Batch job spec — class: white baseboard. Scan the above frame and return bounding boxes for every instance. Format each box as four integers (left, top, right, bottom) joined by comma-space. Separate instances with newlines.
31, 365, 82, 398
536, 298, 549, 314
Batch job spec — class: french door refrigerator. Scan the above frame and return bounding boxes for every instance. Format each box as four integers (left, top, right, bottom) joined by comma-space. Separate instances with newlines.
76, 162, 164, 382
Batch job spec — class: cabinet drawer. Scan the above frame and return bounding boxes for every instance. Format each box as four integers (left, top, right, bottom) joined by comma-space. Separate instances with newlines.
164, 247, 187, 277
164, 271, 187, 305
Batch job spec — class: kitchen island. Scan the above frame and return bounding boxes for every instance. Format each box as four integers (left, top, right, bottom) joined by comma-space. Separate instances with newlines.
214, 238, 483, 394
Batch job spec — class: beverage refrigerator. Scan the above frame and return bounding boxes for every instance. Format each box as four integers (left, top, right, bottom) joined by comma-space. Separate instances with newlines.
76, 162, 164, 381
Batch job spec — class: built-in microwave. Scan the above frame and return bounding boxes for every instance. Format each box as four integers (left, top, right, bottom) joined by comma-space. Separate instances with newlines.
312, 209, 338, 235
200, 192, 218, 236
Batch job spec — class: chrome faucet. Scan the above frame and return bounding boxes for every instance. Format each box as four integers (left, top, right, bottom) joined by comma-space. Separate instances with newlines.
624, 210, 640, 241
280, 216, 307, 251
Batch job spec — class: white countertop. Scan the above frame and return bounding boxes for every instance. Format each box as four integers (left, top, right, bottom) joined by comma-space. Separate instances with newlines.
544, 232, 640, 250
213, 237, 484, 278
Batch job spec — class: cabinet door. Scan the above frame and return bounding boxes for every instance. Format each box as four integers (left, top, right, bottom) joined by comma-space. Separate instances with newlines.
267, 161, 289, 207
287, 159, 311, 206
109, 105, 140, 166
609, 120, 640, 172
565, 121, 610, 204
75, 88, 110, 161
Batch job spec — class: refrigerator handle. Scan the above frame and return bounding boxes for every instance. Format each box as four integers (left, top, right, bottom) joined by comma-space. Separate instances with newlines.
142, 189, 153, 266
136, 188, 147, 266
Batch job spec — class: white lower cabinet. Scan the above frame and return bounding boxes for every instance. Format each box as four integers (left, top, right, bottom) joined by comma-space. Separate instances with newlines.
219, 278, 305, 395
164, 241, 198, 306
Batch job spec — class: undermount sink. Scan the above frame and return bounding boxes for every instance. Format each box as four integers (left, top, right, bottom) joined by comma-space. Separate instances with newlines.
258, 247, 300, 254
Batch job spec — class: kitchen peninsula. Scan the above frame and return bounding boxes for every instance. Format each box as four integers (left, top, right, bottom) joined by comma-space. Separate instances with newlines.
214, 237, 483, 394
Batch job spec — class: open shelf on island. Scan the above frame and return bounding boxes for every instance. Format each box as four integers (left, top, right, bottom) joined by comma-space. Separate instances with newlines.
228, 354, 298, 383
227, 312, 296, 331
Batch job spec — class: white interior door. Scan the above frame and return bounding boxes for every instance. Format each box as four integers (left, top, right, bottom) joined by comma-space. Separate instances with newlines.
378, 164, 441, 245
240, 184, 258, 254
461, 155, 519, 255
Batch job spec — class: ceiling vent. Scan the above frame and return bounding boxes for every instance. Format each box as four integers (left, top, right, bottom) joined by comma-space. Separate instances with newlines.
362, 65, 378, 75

- [WRITTEN REQUEST] Convert every line of the records above into a Markdown table with two columns, Row and Line, numbering the rows in order and skipping any blank lines.

- [TASK SOLUTION]
| Row | Line |
|---|---|
| 1 | Batch job spec — class: white baseboard. Scan the above frame and return bounding boxes for every instance. Format each box as four integers (left, top, right, bottom) joined by comma-space. Separate instances with newlines. |
| 2 | 31, 365, 82, 398 |
| 3 | 536, 298, 549, 314 |
| 4 | Batch job spec — class: french door refrigerator. Scan the above frame and return bounding boxes for every instance. Format each box as four integers (left, top, right, bottom) joined by comma-space. Separate instances with newlines. |
| 5 | 76, 162, 164, 382 |
| 6 | Batch job spec — class: cabinet drawer. Scan the above frame and return bounding boxes for every instance. Format each box as four integers (left, top, right, bottom) joined by comma-space. Separate instances with newlines. |
| 7 | 164, 247, 187, 277 |
| 8 | 164, 271, 187, 305 |
| 9 | Batch job spec — class: kitchen island. Scan the above frame and return bounding boxes for every instance. Format each box as four integers (left, top, right, bottom) joined by comma-space. Separate instances with newlines. |
| 10 | 214, 238, 483, 394 |
| 11 | Batch job spec — class: beverage refrigerator. Scan the above frame and return bounding boxes for every instance. Format each box as four integers (left, top, right, bottom) joined by comma-space. Separate instances with newlines. |
| 12 | 76, 162, 164, 381 |
| 13 | Batch job spec — class: built-in microwave. Scan the above frame and return bounding boxes for every instance. Format each box as four integers (left, top, right, bottom) joined by comma-space. Separate instances with newlines. |
| 14 | 312, 209, 338, 235 |
| 15 | 200, 192, 218, 236 |
| 16 | Batch job spec — class: chrome faucet. Scan the above frame and return bounding boxes for every instance. Format each box as four integers (left, top, right, bottom) joined by comma-space. Separate instances with newlines. |
| 17 | 624, 210, 640, 241 |
| 18 | 280, 216, 307, 251 |
| 19 | Batch job spec — class: white countertop. Scan the above frame and return bounding boxes for every instance. Format each box as four integers (left, top, right, bottom) joined by comma-space. Separate instances with newlines. |
| 20 | 544, 232, 640, 250 |
| 21 | 213, 237, 484, 278 |
| 22 | Batch job spec — class: cabinet door. Scan the above frame and return bounding boxes for every instance. Format each box as four integers (left, top, right, bottom) joined by comma-space. Separate instances with newlines. |
| 23 | 267, 161, 289, 207 |
| 24 | 287, 159, 311, 206 |
| 25 | 109, 105, 140, 166 |
| 26 | 609, 120, 640, 172 |
| 27 | 565, 121, 610, 204 |
| 28 | 75, 88, 110, 161 |
| 29 | Batch job spec — class: refrigerator handle. Scan the above frame and return bounding boxes for every instance. Format each box as four integers (left, top, right, bottom) joined by comma-space. Separate instances with newlines. |
| 30 | 142, 189, 153, 266 |
| 31 | 136, 188, 147, 266 |
| 32 | Batch job spec — class: white lower cabinet. Scan the above frame and return bounding boxes for every instance. Format each box as four integers (left, top, right, bottom) joined by comma-space. Separate instances with newlines. |
| 33 | 219, 278, 305, 395 |
| 34 | 164, 241, 198, 306 |
| 35 | Batch job spec — class: undermount sink. Scan the above frame and return bounding boxes for every instance. Format each box as four integers (left, top, right, bottom) joined by comma-space. Separate instances with newlines. |
| 36 | 258, 247, 300, 254 |
| 37 | Batch job spec — class: kitchen peninsula. Scan the above frame and return bounding boxes for every instance. Format each box as four integers (left, top, right, bottom) joined by comma-space. Separate instances with newlines. |
| 38 | 214, 237, 483, 394 |
| 39 | Batch job spec — class: open shelf on island. Scan the above frame and return bounding boxes for every instance. Format each box as four integers (left, top, right, bottom) joined by comma-space. Separate instances with newlines. |
| 40 | 228, 354, 298, 383 |
| 41 | 227, 312, 296, 331 |
| 42 | Batch job spec — class: white interior door. Scan the above frame and return bounding boxes for every instance. Format each box as four integers (left, top, right, bottom) joined by comma-space. Separate instances with newlines. |
| 43 | 378, 164, 441, 245 |
| 44 | 240, 184, 258, 254 |
| 45 | 461, 155, 519, 255 |
| 46 | Batch job spec — class: ceiling vent. Scan the above frame and return bounding boxes for every instance. Format each box as four integers (left, top, right, bottom) joined by comma-space. Separate instances with newlines. |
| 47 | 362, 65, 378, 75 |